▶ [EXERCISE TASK] Give back, unchanged, the lines of the records starting with the line that contains "Would you confirm the presence of any shadow" and going on through the line that contains "241, 249, 419, 320", with both of those lines included.

(Records)
****************************************

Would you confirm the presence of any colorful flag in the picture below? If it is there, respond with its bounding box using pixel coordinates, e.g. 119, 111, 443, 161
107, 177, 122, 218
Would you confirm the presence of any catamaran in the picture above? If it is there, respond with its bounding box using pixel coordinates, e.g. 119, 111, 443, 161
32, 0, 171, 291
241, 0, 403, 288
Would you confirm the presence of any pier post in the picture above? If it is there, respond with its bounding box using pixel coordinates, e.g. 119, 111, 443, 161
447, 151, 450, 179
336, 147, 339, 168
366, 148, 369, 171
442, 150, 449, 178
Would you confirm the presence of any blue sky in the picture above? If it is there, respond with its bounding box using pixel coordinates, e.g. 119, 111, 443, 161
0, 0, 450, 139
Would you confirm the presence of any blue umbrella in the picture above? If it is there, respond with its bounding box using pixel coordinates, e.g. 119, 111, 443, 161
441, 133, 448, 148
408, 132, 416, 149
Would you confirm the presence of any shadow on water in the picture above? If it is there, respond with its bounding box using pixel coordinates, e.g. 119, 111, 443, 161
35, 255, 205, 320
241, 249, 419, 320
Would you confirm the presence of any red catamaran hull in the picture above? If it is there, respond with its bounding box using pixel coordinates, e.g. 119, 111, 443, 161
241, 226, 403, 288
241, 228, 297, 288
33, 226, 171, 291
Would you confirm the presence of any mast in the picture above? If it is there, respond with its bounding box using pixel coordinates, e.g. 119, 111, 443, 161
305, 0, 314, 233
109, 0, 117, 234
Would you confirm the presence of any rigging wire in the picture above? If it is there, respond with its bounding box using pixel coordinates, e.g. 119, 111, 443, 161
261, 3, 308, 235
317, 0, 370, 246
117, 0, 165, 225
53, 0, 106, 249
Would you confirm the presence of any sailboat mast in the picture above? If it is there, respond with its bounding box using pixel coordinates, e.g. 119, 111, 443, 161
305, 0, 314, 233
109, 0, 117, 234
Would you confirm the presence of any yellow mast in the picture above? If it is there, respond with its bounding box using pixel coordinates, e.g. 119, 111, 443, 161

****************************************

▶ [ANSWER IN FULL]
Would you confirm the presence of any shadow on water in the picture above? If it is there, respond with its bounding box using pixel coordinates, e.g. 119, 111, 443, 161
35, 255, 205, 320
241, 249, 419, 320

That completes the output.